STATED TASK - Copy every item below word for word, keeping each line unchanged.

MATERIAL SHOWN -

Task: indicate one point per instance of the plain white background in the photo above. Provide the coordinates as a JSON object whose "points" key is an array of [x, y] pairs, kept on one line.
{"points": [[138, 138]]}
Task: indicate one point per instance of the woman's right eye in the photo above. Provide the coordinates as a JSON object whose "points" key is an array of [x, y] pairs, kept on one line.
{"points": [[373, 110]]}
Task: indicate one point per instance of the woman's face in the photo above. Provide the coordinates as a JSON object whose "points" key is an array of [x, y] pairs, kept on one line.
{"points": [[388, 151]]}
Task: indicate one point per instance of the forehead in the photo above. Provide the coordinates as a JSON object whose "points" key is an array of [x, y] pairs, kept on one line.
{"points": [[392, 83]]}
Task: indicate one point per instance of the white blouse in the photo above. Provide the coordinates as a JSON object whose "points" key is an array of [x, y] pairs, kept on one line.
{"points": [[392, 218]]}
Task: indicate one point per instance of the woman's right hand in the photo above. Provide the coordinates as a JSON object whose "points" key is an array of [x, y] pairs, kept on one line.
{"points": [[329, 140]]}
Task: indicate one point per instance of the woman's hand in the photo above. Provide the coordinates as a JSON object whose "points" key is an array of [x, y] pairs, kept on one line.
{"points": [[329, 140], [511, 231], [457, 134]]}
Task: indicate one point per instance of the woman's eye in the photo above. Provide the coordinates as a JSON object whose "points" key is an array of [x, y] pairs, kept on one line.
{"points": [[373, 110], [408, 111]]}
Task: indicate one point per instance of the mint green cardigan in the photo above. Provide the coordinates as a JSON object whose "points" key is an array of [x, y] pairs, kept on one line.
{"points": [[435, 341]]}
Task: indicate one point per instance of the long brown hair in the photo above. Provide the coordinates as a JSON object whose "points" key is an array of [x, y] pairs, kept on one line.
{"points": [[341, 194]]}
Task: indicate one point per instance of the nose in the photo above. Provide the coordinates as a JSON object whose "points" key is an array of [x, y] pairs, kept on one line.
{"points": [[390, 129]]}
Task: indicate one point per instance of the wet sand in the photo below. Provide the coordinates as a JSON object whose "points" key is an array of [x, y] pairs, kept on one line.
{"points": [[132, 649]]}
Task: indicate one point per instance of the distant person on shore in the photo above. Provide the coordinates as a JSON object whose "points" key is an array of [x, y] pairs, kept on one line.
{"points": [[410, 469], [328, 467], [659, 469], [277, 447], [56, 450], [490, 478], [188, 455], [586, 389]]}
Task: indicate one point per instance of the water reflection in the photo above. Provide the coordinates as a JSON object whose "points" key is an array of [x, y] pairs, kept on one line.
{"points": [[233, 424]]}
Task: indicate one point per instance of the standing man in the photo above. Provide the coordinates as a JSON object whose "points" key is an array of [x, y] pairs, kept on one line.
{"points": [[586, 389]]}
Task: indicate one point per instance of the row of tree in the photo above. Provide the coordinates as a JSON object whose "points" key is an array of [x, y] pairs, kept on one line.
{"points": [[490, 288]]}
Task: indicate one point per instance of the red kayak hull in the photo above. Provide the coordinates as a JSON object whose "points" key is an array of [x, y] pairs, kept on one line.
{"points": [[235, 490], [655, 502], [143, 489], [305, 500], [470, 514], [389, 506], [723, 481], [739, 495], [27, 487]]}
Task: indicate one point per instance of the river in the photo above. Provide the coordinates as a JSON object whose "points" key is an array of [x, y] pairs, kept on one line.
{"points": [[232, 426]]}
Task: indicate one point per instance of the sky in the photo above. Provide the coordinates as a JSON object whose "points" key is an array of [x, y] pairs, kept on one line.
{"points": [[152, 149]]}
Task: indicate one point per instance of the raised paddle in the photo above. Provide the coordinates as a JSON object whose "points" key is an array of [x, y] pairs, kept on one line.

RESPONSE TO THIS TASK -
Task: indicate one point per instance of the plain white background in the photo above. Provide the coordinates as a JSON object whose "points" key is an array of [x, y] pairs, kept on one line.
{"points": [[138, 138]]}
Task: indicate one point per instance of the woman's right eye in the photo above. Provide the coordinates as a JSON object whose "points" key is an array of [x, y] pairs, kept on one line.
{"points": [[373, 110]]}
Task: indicate one point per instance of the woman's face in the photo above. Provide the coordinates as a JSON object whose "points" key is an array of [x, y] pairs, kept on one line.
{"points": [[388, 151]]}
Task: indicate one point per instance of the forehead in the photo above. Provide the coordinates as a JSON object whose "points" key is an array of [x, y] pairs, kept on one line.
{"points": [[392, 83]]}
Task: indicate one point per instance of the white blouse in the photo above. Provide the coordinates as a JSON object whose "points" key is an array of [x, y] pairs, kept on one line.
{"points": [[392, 218]]}
Task: indicate one point per instance of the woman's right hand in the photo above. Provide the coordinates as a JSON object whose "points" key is an array of [x, y] pairs, kept on one line.
{"points": [[329, 140]]}
Task: indicate one point per instance of the woman's hand in the photo above. Provide the coordinates as a JSON object whose "points" key is an array of [x, y] pairs, kept on one line.
{"points": [[329, 140], [511, 231], [457, 134]]}
Task: indicate one point per instance of the woman's eye in the photo above. Provide the coordinates as a JSON object whose "points" key is an array of [x, y] pairs, kept on one line.
{"points": [[373, 110], [408, 111]]}
Task: indicate one point per instance of the mint green cardigan in the photo above. Provide the coordinates as a JSON object whose "points" key is an array of [x, y] pairs, kept on one line.
{"points": [[435, 341]]}
Task: indicate one point per instance of the long brown hair in the photo above. Provide the coordinates as a JSON object whose "points" key is an array of [x, y] pairs, kept on one line.
{"points": [[341, 194]]}
Task: indicate one point per instance of the nose in the photo above. Provide the coordinates as a JSON object whose "points" key is an array of [x, y] pairs, kept on one line.
{"points": [[390, 129]]}
Task: indicate one point per instance of the wet sand in the photo below. Provide the coordinates as a JSON object whose "points" key is an array of [x, y] pairs, kept on one line.
{"points": [[132, 649]]}
Task: indicate one point per instance of the distant person on shore in the photo above. Provide the coordinates as a JSON object whose "points" key is an array of [x, y] pairs, kept on one line.
{"points": [[410, 469], [328, 467], [659, 469], [277, 447], [56, 450], [490, 478], [188, 455], [586, 389]]}
Task: indicate one point per instance of the water reflection in the photo above. Provide the coordinates as a JSON object whose "points" key is an array of [x, y] pairs, kept on one line.
{"points": [[233, 424]]}
Task: indicate one point per instance of the standing man in the photo above. Provide the coordinates as a JSON object whose "points" key is an array of [x, y] pairs, kept on one line.
{"points": [[586, 389]]}
Task: indicate one point per instance of the row of tree in the photo above. Provide the coordinates as a JSON object whose "points" key is an array of [x, y] pairs, kept on one line.
{"points": [[490, 288]]}
Task: indicate one point per instance of the red kayak hull in the photo above. Provide the coordinates as a JSON object whose "points" key is an array of [x, y] pairs, kept on one line.
{"points": [[235, 490], [655, 502], [143, 489], [305, 500], [470, 514], [389, 506], [723, 481], [739, 495], [27, 487]]}
Task: indicate one point per instance of the river in the photo above. Provide the coordinates as a JSON object whose "points" key is an array of [x, y] pairs, kept on one line.
{"points": [[232, 426]]}
Task: indicate one point per instance of the sky in the photo above. Provide the coordinates as a JSON object whose "points" key is an array of [x, y] pairs, kept on one line.
{"points": [[152, 149]]}
Task: indicate one point per instance of the raised paddle in the photo above. Provide the coordinates as a JSON object whose "points" key is an array of [x, y] pairs, kept on one line.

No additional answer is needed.